>> start GIVEN INFORMATION
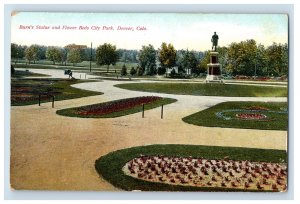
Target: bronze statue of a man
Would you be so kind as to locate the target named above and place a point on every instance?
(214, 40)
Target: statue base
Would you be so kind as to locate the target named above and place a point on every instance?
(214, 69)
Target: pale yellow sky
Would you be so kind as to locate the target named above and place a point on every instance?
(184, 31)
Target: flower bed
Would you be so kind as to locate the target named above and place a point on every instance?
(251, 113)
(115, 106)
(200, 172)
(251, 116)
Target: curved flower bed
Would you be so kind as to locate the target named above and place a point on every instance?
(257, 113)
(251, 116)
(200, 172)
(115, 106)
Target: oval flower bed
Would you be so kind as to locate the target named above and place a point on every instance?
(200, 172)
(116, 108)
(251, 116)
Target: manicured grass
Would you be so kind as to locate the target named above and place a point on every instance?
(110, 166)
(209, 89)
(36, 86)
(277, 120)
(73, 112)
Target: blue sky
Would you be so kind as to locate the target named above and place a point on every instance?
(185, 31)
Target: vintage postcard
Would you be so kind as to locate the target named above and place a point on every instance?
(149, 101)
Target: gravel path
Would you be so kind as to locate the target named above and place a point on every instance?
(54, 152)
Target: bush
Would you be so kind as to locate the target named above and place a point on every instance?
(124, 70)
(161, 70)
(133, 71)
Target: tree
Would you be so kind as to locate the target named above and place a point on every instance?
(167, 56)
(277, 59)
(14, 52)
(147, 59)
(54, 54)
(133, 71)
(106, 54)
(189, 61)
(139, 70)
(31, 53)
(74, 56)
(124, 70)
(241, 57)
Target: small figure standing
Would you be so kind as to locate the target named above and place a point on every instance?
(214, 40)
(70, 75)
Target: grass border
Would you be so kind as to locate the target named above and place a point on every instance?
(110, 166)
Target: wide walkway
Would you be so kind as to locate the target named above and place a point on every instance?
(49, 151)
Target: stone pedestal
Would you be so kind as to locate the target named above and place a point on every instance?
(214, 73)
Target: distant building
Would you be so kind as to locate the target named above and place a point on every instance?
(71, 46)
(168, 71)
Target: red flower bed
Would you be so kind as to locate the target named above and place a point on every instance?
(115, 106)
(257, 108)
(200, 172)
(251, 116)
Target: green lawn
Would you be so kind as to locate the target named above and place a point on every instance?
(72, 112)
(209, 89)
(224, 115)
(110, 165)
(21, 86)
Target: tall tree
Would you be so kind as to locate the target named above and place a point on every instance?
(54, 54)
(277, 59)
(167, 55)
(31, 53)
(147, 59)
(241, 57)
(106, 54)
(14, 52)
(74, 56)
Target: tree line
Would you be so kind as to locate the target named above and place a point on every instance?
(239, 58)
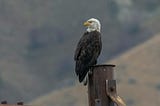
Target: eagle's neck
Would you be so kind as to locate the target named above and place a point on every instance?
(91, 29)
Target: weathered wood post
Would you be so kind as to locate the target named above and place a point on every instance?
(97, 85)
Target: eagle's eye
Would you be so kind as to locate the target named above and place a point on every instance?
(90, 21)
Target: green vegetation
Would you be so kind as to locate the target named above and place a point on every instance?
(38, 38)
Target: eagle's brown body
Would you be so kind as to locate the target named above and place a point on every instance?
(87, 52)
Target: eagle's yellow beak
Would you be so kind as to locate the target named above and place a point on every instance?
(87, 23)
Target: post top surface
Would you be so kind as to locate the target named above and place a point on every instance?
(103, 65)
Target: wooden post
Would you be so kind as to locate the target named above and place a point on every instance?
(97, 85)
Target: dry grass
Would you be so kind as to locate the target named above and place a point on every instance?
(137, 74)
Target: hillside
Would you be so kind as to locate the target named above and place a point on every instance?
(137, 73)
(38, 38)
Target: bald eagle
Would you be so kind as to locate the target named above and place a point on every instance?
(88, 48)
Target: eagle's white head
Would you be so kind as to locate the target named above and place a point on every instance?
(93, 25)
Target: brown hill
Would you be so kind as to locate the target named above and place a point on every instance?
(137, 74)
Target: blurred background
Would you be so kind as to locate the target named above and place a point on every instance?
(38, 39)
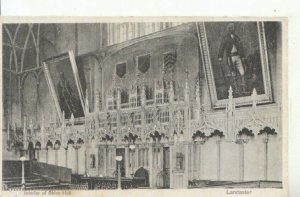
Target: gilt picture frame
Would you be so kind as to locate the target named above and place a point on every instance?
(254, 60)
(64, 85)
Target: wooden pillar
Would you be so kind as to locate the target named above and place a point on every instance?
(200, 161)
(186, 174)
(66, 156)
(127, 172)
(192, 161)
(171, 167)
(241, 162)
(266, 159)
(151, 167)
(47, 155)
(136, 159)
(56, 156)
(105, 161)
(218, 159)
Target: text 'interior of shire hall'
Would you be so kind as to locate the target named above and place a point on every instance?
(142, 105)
>> end GIVEN INFORMATION
>> start GIVEN INFORMATION
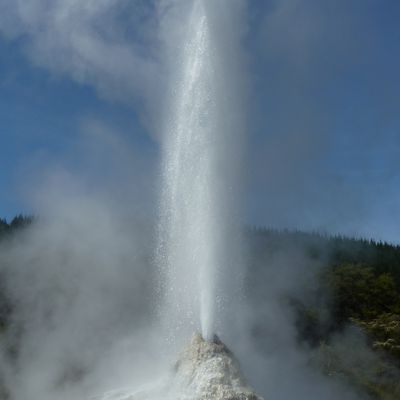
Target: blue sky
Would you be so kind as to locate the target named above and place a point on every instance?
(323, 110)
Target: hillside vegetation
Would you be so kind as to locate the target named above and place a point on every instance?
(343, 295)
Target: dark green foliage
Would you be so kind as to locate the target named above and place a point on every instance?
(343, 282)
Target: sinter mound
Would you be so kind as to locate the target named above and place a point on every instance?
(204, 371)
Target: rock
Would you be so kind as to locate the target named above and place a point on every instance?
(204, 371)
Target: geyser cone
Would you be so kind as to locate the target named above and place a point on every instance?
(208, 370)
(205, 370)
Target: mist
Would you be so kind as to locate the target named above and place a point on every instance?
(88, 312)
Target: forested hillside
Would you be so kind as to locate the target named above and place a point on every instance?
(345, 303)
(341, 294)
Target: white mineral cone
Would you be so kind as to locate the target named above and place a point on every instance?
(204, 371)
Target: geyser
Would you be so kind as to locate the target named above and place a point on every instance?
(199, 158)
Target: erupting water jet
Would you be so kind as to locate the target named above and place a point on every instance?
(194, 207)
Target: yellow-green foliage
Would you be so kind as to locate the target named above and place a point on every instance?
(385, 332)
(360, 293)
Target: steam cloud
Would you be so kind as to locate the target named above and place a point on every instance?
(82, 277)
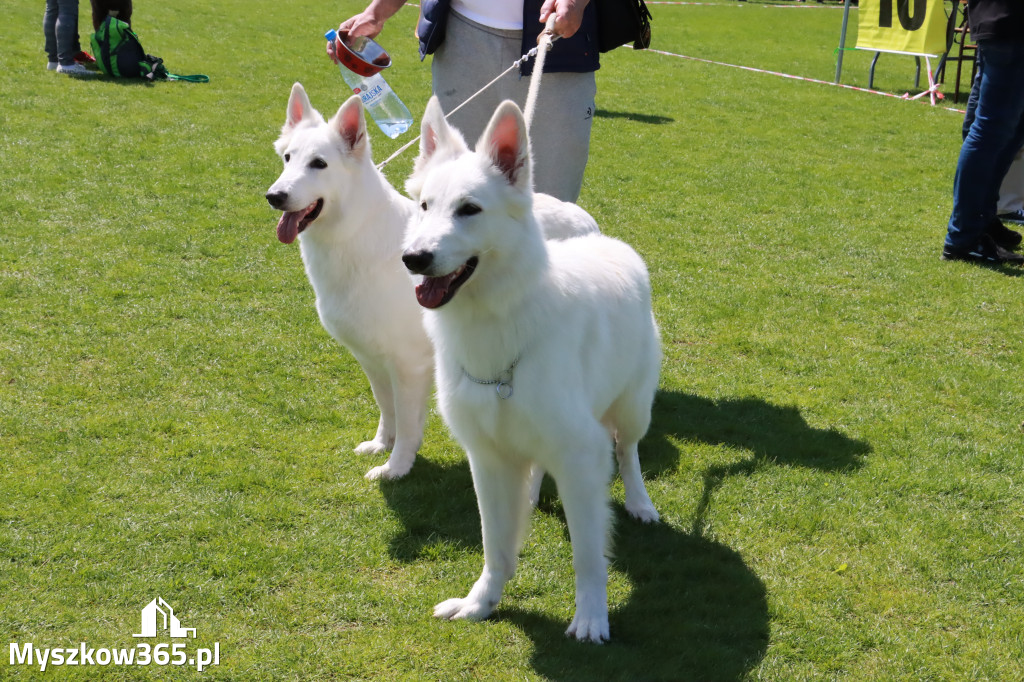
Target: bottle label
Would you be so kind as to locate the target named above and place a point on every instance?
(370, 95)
>> end GIVEN INFORMATION
GOAL: Locate every line above that contains the word "brown", treating uppercase and lowercase as distinct, and copy each such line in full.

RESULT FOR THIS EXERCISE:
Target: eagle's brown body
Target: brown hill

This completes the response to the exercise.